+++ Supplied passage

My wife has just said we’ve had two calls from Amazon.
“Oh I’ve never been to South America ”
Phone went dead.
It is not possible to be too mean to scammers. Their rung position on the ladder is irrelevant. No-one can be ignorant of the crime with which they are involved. That they prey upon the elderly as some kind of business plan says it all. They are utterly evil.
And I do wonder why there is no greater effort to stamp them out. My father got hooked badly a few years ago (badly = sharp intake of breath and worse than you expected). But the police won’t get involved unless the victim comes forward. Due to a combination of shame, embarrassment and, in our case, not wanting to admit that you ignored good advice, very often victims will not come forward. No investigation takes place and the scammer waltzes on to the next victim.
I think the lack of effort to stop this is down to most telecom providers wanting to sell customers a solution.
Like the Millennium bug. A lot of people made a lot of money out of that.
There were a lot of scam artists getting people to fork out large sums for nothing much, but there were also a lot of really important computer systems that would not have survived into the 21st century without serious work being done on them.
An acquaintance earnt himself about 20,000 quid for being on site and on duty overnight in case Telehouse (London’s internet exchange in Docklands) went tits-up because of something that had been overlooked.
He didn’t have to do anything at all, as it had all been checked, double checked and then checked again a few times more over the previous few months.
At that time I was working as a developer for a mail order company. We got through without any problems, simply because we spent the previous 6 months amending the systems and reformatting data to ensure that it worked.
Last year I had a call during breakfast.
My router was compromised, was the claim. I said I would have to boot up my computer, so would he mind hanging on?
I put the phone down and got on with my breakfast. 10 to 15 minutes later I picked up and said “You’re absolutely right, my router is not working at all”. He asked me to reboot it.
I asked if he’s mind holding on again, while I rebooted.

++++++
+++ Information

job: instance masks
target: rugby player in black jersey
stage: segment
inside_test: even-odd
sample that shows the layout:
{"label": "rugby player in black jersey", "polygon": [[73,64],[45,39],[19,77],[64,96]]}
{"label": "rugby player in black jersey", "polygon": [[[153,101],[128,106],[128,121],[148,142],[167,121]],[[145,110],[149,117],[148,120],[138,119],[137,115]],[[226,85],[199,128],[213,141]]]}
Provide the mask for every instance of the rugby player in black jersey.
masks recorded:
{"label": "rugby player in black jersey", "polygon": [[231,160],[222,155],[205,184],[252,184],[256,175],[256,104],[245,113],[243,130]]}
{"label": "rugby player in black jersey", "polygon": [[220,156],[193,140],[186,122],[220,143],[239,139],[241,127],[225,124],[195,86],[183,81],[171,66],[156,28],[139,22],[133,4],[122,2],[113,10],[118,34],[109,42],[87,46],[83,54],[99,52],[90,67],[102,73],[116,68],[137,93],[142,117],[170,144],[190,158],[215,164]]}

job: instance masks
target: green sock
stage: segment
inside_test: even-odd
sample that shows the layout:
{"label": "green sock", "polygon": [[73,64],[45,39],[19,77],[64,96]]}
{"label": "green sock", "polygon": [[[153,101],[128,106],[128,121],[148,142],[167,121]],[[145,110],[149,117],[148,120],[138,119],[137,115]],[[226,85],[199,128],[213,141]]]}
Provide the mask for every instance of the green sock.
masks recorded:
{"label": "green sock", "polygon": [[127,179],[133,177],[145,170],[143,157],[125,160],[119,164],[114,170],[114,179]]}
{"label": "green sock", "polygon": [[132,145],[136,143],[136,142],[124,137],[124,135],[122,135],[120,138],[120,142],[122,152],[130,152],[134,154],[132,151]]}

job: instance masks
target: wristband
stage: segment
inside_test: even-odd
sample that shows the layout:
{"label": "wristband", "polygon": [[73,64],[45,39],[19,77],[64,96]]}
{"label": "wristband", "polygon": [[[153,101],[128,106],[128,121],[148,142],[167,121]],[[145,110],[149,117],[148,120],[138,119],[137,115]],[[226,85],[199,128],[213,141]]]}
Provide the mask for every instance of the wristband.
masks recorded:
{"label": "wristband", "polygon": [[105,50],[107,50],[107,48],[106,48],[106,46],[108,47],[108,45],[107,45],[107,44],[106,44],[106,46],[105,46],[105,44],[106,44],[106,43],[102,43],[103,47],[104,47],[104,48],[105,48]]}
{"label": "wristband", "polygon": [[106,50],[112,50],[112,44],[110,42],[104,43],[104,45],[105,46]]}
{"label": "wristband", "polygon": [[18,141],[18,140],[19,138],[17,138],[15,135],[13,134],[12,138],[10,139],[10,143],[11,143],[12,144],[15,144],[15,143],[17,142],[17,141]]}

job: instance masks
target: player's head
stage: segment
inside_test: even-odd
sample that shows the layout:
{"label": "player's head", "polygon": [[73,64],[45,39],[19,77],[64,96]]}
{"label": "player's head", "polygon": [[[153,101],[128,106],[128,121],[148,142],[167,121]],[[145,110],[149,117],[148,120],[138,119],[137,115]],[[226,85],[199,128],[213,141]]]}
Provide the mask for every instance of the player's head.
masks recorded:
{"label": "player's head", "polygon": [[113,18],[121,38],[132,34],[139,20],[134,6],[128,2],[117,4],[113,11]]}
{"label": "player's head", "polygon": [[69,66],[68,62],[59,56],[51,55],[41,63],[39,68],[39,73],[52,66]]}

++++++

• Check your understanding:
**A)** Reproduce the passage about scam calls from "He didn’t have" up to and including "mind hanging on?".
**B)** Sum up the passage about scam calls in two sentences.

• Responses to the exercise:
**A)**
He didn’t have to do anything at all, as it had all been checked, double checked and then checked again a few times more over the previous few months.
At that time I was working as a developer for a mail order company. We got through without any problems, simply because we spent the previous 6 months amending the systems and reformatting data to ensure that it worked.
Last year I had a call during breakfast.
My router was compromised, was the claim. I said I would have to boot up my computer, so would he mind hanging on?

**B)** The writer argues that scammers who prey on the elderly are evil and that police rarely act because ashamed victims, such as the writer's father, do not come forward, and blames the lack of effort partly on telecom providers wanting to sell customers a solution. The writer compares this to the Millennium bug, which brought both scams and essential system fixes, and recalls leaving on hold a caller who claimed the writer's router was compromised.